---------- Dataset entries ----------

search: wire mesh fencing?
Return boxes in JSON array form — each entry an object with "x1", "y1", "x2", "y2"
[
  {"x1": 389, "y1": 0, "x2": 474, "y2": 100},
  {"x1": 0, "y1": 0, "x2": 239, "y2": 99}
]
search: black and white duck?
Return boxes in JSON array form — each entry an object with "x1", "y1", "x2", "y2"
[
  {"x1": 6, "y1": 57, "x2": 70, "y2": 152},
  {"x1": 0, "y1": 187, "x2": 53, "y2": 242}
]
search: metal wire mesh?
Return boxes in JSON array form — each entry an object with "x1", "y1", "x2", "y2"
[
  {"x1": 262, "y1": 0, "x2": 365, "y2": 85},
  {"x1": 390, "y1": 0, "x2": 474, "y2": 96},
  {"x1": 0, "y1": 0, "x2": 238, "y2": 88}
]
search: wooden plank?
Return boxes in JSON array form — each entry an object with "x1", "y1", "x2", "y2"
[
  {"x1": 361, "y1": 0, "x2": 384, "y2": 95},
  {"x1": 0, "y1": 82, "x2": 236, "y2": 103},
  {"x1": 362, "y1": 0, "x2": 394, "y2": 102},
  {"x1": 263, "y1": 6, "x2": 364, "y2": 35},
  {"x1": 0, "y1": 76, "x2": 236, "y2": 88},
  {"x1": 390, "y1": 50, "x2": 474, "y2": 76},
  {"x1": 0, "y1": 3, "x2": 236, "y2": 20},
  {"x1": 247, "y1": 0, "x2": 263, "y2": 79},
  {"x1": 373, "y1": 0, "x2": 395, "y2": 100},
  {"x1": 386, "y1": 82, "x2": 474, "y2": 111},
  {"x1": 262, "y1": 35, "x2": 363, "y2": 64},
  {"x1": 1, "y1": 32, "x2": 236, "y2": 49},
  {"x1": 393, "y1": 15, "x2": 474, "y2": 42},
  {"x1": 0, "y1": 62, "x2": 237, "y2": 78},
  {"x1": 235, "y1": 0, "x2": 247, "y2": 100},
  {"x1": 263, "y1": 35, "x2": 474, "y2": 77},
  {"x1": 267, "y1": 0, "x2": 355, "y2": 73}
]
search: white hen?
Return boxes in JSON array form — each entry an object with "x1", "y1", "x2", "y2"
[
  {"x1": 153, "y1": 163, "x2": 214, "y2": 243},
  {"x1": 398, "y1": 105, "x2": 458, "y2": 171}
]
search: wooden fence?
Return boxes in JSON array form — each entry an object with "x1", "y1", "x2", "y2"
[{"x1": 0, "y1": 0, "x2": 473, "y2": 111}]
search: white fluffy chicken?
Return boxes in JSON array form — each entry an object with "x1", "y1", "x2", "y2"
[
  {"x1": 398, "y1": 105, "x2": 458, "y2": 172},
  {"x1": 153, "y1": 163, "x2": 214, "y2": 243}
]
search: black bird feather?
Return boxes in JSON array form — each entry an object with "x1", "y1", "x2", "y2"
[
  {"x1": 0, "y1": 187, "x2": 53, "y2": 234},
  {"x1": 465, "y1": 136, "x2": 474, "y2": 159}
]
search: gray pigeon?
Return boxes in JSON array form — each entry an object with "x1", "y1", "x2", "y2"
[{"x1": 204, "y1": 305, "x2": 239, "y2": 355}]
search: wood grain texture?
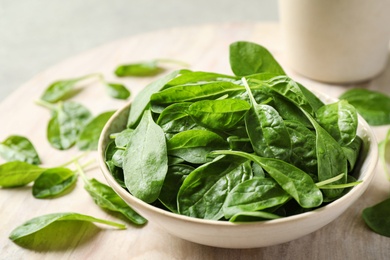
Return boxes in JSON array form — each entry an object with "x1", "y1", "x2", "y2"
[{"x1": 1, "y1": 22, "x2": 389, "y2": 259}]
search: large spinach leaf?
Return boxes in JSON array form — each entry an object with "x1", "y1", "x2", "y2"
[
  {"x1": 123, "y1": 110, "x2": 168, "y2": 203},
  {"x1": 0, "y1": 135, "x2": 41, "y2": 165}
]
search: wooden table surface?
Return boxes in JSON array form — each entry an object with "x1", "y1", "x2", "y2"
[{"x1": 1, "y1": 22, "x2": 390, "y2": 260}]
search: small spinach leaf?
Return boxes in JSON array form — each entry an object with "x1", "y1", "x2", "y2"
[
  {"x1": 32, "y1": 168, "x2": 77, "y2": 198},
  {"x1": 47, "y1": 101, "x2": 92, "y2": 150},
  {"x1": 229, "y1": 41, "x2": 285, "y2": 76},
  {"x1": 0, "y1": 161, "x2": 46, "y2": 188},
  {"x1": 76, "y1": 164, "x2": 146, "y2": 225},
  {"x1": 105, "y1": 83, "x2": 131, "y2": 100},
  {"x1": 0, "y1": 135, "x2": 41, "y2": 165},
  {"x1": 40, "y1": 74, "x2": 95, "y2": 103}
]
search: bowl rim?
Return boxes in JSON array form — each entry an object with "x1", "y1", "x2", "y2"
[{"x1": 98, "y1": 91, "x2": 379, "y2": 228}]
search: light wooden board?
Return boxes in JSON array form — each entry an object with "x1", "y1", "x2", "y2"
[{"x1": 1, "y1": 22, "x2": 390, "y2": 259}]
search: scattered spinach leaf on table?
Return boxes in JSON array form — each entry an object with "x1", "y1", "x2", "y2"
[
  {"x1": 32, "y1": 167, "x2": 77, "y2": 199},
  {"x1": 115, "y1": 59, "x2": 189, "y2": 77},
  {"x1": 0, "y1": 135, "x2": 41, "y2": 165},
  {"x1": 75, "y1": 162, "x2": 147, "y2": 225},
  {"x1": 362, "y1": 198, "x2": 390, "y2": 237},
  {"x1": 0, "y1": 161, "x2": 46, "y2": 188},
  {"x1": 9, "y1": 212, "x2": 126, "y2": 242}
]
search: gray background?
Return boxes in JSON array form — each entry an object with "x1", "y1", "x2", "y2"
[{"x1": 0, "y1": 0, "x2": 279, "y2": 101}]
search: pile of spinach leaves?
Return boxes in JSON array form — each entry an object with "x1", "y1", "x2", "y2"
[{"x1": 105, "y1": 41, "x2": 363, "y2": 222}]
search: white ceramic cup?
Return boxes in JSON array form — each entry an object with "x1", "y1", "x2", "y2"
[{"x1": 279, "y1": 0, "x2": 390, "y2": 83}]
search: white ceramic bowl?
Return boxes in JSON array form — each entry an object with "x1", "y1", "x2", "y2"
[{"x1": 98, "y1": 92, "x2": 378, "y2": 249}]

----------

→ Your assignment
Each record above goes into the copy unchanged; the pictures do not.

→ Reply to the task
search: wire mesh fencing?
Return boxes in JSON array form — each entry an object with "x1", "y1", "x2", "y2"
[
  {"x1": 389, "y1": 0, "x2": 474, "y2": 100},
  {"x1": 0, "y1": 0, "x2": 239, "y2": 99}
]
search: black and white duck?
Return boxes in JSON array form — each entry an object with "x1", "y1", "x2", "y2"
[
  {"x1": 6, "y1": 57, "x2": 70, "y2": 152},
  {"x1": 0, "y1": 187, "x2": 53, "y2": 242}
]
search: metal wire mesh?
Return boxes in JSON array form — each entry an object with "x1", "y1", "x2", "y2"
[
  {"x1": 262, "y1": 0, "x2": 365, "y2": 85},
  {"x1": 390, "y1": 0, "x2": 474, "y2": 96},
  {"x1": 0, "y1": 0, "x2": 238, "y2": 88}
]
search: wooden plank?
Return boxes in JSON array form — each entry an object with "x1", "y1", "x2", "y2"
[
  {"x1": 361, "y1": 0, "x2": 384, "y2": 95},
  {"x1": 0, "y1": 82, "x2": 236, "y2": 103},
  {"x1": 362, "y1": 0, "x2": 394, "y2": 102},
  {"x1": 263, "y1": 6, "x2": 364, "y2": 35},
  {"x1": 0, "y1": 76, "x2": 236, "y2": 88},
  {"x1": 390, "y1": 50, "x2": 474, "y2": 76},
  {"x1": 0, "y1": 3, "x2": 236, "y2": 20},
  {"x1": 247, "y1": 0, "x2": 263, "y2": 79},
  {"x1": 373, "y1": 0, "x2": 395, "y2": 100},
  {"x1": 386, "y1": 82, "x2": 474, "y2": 111},
  {"x1": 262, "y1": 35, "x2": 363, "y2": 64},
  {"x1": 1, "y1": 32, "x2": 236, "y2": 49},
  {"x1": 393, "y1": 15, "x2": 474, "y2": 42},
  {"x1": 0, "y1": 62, "x2": 237, "y2": 78},
  {"x1": 235, "y1": 0, "x2": 247, "y2": 100},
  {"x1": 263, "y1": 35, "x2": 474, "y2": 77},
  {"x1": 267, "y1": 0, "x2": 355, "y2": 73}
]
search: white hen?
Return boxes in JSON array form — each entry an object with "x1", "y1", "x2", "y2"
[
  {"x1": 153, "y1": 163, "x2": 214, "y2": 243},
  {"x1": 398, "y1": 105, "x2": 458, "y2": 171}
]
search: wooden fence?
Return boxes in JSON array form — each entry an object with "x1", "y1", "x2", "y2"
[{"x1": 0, "y1": 0, "x2": 473, "y2": 111}]
search: white fluffy chicken?
Return boxes in JSON array form — each entry an object with "x1", "y1", "x2", "y2"
[
  {"x1": 398, "y1": 105, "x2": 458, "y2": 172},
  {"x1": 153, "y1": 163, "x2": 214, "y2": 243}
]
search: black bird feather?
Return boxes in JSON array form — each entry an object with "x1", "y1", "x2", "y2"
[
  {"x1": 0, "y1": 187, "x2": 53, "y2": 234},
  {"x1": 465, "y1": 136, "x2": 474, "y2": 159}
]
search: gray pigeon?
Return boxes in JSON array form — each entry an object with "x1", "y1", "x2", "y2"
[{"x1": 204, "y1": 305, "x2": 239, "y2": 355}]
search: wood grain texture?
Return boxes in JSON array form — each entry an object with "x1", "y1", "x2", "y2"
[{"x1": 1, "y1": 22, "x2": 389, "y2": 259}]
search: large spinach leaf?
Return boxes in JSON array form — each entry an object with "x1", "y1", "x2", "y2"
[
  {"x1": 123, "y1": 110, "x2": 168, "y2": 203},
  {"x1": 0, "y1": 135, "x2": 41, "y2": 165}
]
search: wooden table surface?
Return boxes in JSON array form — each entry an object with "x1", "y1", "x2", "y2"
[{"x1": 1, "y1": 22, "x2": 390, "y2": 260}]
search: small spinach leaf?
Return boxes in JSON array form — each entry an object with "x1", "y1", "x2", "y2"
[
  {"x1": 32, "y1": 168, "x2": 77, "y2": 198},
  {"x1": 47, "y1": 101, "x2": 92, "y2": 150},
  {"x1": 229, "y1": 41, "x2": 285, "y2": 76},
  {"x1": 0, "y1": 161, "x2": 46, "y2": 188},
  {"x1": 76, "y1": 164, "x2": 146, "y2": 225},
  {"x1": 105, "y1": 83, "x2": 131, "y2": 100},
  {"x1": 0, "y1": 135, "x2": 41, "y2": 165},
  {"x1": 40, "y1": 74, "x2": 95, "y2": 103}
]
search: bowl rim?
Return boxes in JSON array form — each entry an object with "x1", "y1", "x2", "y2"
[{"x1": 98, "y1": 91, "x2": 379, "y2": 228}]
search: light wooden board?
Return boxes in JSON array form — each entry an object with "x1", "y1", "x2", "y2"
[{"x1": 1, "y1": 22, "x2": 390, "y2": 259}]
search: scattered spinach leaf on table?
Return boxes in JSON array form — each entry an object with "x1", "y1", "x2", "y2"
[
  {"x1": 32, "y1": 167, "x2": 77, "y2": 199},
  {"x1": 115, "y1": 59, "x2": 189, "y2": 77},
  {"x1": 0, "y1": 135, "x2": 41, "y2": 165},
  {"x1": 75, "y1": 162, "x2": 147, "y2": 225},
  {"x1": 362, "y1": 198, "x2": 390, "y2": 237},
  {"x1": 0, "y1": 161, "x2": 46, "y2": 188},
  {"x1": 9, "y1": 212, "x2": 126, "y2": 242}
]
search: gray background?
Return boxes in JSON array form — each entry an object with "x1", "y1", "x2", "y2"
[{"x1": 0, "y1": 0, "x2": 279, "y2": 101}]
search: pile of spinach leaves?
Return boxes in JSON array form — each entry an object with "x1", "y1", "x2", "y2"
[{"x1": 105, "y1": 41, "x2": 363, "y2": 222}]
search: white ceramic cup?
Return boxes in JSON array form — each entry an object with "x1", "y1", "x2", "y2"
[{"x1": 279, "y1": 0, "x2": 390, "y2": 83}]
search: white ceramic bowl?
Return boxes in JSON array form — each entry an object with "x1", "y1", "x2", "y2"
[{"x1": 98, "y1": 92, "x2": 378, "y2": 249}]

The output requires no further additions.